Seitentext —
══════
VIII. Die Beschwerdegegnerin argumentierte, die übliche Form der "Lamellen" in einer Texturierdüse sei durch den Stand der Technik eindeutig belegt. Auch gehe aus dem Patentanspruch im Zusammenhang mit der Beschreibung eindeutig hervor, dass mit dem Merkmal "frei zur Umgebung und/oder einem anschließenden Führungsteil" "berührungslos" gemeint sei. Bei korrekter Interpretation seien die Lamellenenden gemäß D1, E1, E4 eben nicht frei zur Umgebung.

D2 zeige in den Figuren nur schematische Ausschnitte aus Texturiervorrichtungen und beziehe sich auf eine völlig unterschiedliche Problematik, nämlich die Druckmessung, so dass dieses Dokument nicht eindeutig und zweifelsfrei das in Rede stehende Merkmal offenbare.

In E2 sei die Stauchkammer aus biegeweichen Stäben gebildet, die einerseits keine Lamellen darstellten und andererseits auch in ihrer Funktion nicht mit Lamellen verglichen werden könnten, da sie auch die Luftströmung unterschiedlich beeinflussten. Daher sei die beanspruchte Lösung neu.

Sie sei auch erfinderisch, da sie für den Fachmann nicht in naheliegender Weise durch den Stand der Technik zu erhalten sei. Ausgehend von E4 sei der Gegenstand des Anspruchs 1 gerade nicht naheliegend, weil dort die Lamellenenden fixiert seien und keine Andeutung eines freien Lamellenendes vorhanden sei. Die Lösung dort werde durch Abschrägen dieser fixierten Lamellenenden und Polieren der Oberfläche erreicht, was in eine völlig andere Richtung weise.
══════
Erfasste Daten —
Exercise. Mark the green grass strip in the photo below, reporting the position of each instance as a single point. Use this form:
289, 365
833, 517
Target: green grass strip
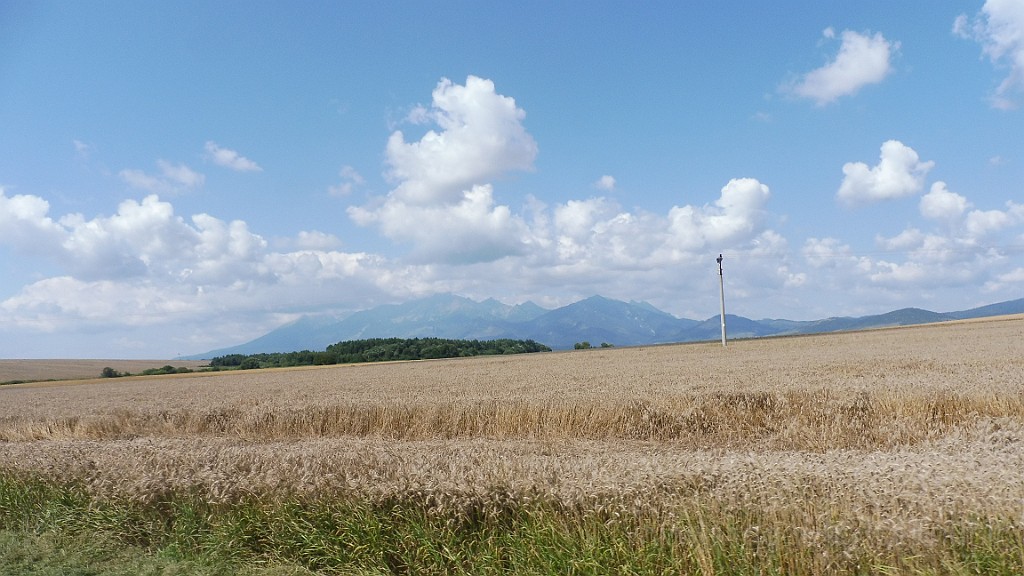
339, 535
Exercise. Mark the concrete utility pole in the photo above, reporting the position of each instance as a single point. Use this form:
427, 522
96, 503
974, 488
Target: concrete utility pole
721, 291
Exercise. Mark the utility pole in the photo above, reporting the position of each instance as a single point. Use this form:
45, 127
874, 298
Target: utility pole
721, 291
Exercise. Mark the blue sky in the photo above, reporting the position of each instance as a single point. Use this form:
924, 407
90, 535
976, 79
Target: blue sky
178, 176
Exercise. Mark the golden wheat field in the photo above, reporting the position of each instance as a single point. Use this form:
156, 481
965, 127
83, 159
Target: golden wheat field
11, 370
879, 440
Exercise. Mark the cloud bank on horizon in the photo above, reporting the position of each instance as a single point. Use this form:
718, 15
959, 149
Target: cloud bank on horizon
448, 213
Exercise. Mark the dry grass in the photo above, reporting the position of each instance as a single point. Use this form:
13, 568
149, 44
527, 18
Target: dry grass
37, 370
885, 440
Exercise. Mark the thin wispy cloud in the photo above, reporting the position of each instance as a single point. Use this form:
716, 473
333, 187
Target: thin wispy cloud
862, 59
229, 159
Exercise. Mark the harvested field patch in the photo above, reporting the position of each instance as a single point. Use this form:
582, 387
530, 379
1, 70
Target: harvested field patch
40, 370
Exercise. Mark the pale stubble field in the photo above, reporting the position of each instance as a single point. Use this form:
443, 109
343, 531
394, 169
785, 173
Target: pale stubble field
873, 444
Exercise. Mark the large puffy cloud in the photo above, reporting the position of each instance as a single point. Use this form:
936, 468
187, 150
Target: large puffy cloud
145, 265
898, 173
442, 203
965, 247
999, 30
862, 59
481, 136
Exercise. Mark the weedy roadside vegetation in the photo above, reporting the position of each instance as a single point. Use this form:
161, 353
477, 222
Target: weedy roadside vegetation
891, 451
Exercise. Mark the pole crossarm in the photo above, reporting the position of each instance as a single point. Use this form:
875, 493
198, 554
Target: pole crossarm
721, 291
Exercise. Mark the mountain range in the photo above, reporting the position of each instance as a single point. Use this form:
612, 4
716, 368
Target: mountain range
══════
Aufgaben —
(1) Gib aus dem Seitentext über die Texturierdüse die Stelle von "In E2 sei die" bis "andere Richtung weise." wortgetreu wieder.
(2) Auf welche Problematik bezieht sich D2 laut dem Seitentext?
(3) Schreibe den Seitentext über die Lamellen der Texturierdüse weiter.
Das Material wird hier nicht gebraucht.

Ergebnisse —
(1)
In E2 sei die Stauchkammer aus biegeweichen Stäben gebildet, die einerseits keine Lamellen darstellten und andererseits auch in ihrer Funktion nicht mit Lamellen verglichen werden könnten, da sie auch die Luftströmung unterschiedlich beeinflussten. Daher sei die beanspruchte Lösung neu.

Sie sei auch erfinderisch, da sie für den Fachmann nicht in naheliegender Weise durch den Stand der Technik zu erhalten sei. Ausgehend von E4 sei der Gegenstand des Anspruchs 1 gerade nicht naheliegend, weil dort die Lamellenenden fixiert seien und keine Andeutung eines freien Lamellenendes vorhanden sei. Die Lösung dort werde durch Abschrägen dieser fixierten Lamellenenden und Polieren der Oberfläche erreicht, was in eine völlig andere Richtung weise.

(2) Auf die Druckmessung.

(3)
D2 sei schon kein nächstkommender Stand der Technik, da das Problem dort die Messung des Druckverlaufs in der Stauchkammer sei und das dem Patent zugrundeliegende Problem überhaupt nicht angesprochen werde. Auch komme eine Kombination der Ausführung mit Lamellen nach Fig. 6 mit der Bauart nach Fig. 5a und Fig. 5b nicht in Betracht, denn letztere zeigten nur einen rechteckigen Kasten mit Anformungen 41, was nicht mit den Lamellen gemäß Fig. 6 kombinierbar sei.

Entscheidungsgründe

1. Die Beschwerde ist zulässig.

2. Neuheit

Die Beschwerdeführerin sieht in einer Reihe von Dokumenten die Lamellenenden, wie in Anspruch 1 des angegriffenen Patents definiert, ausgeführt.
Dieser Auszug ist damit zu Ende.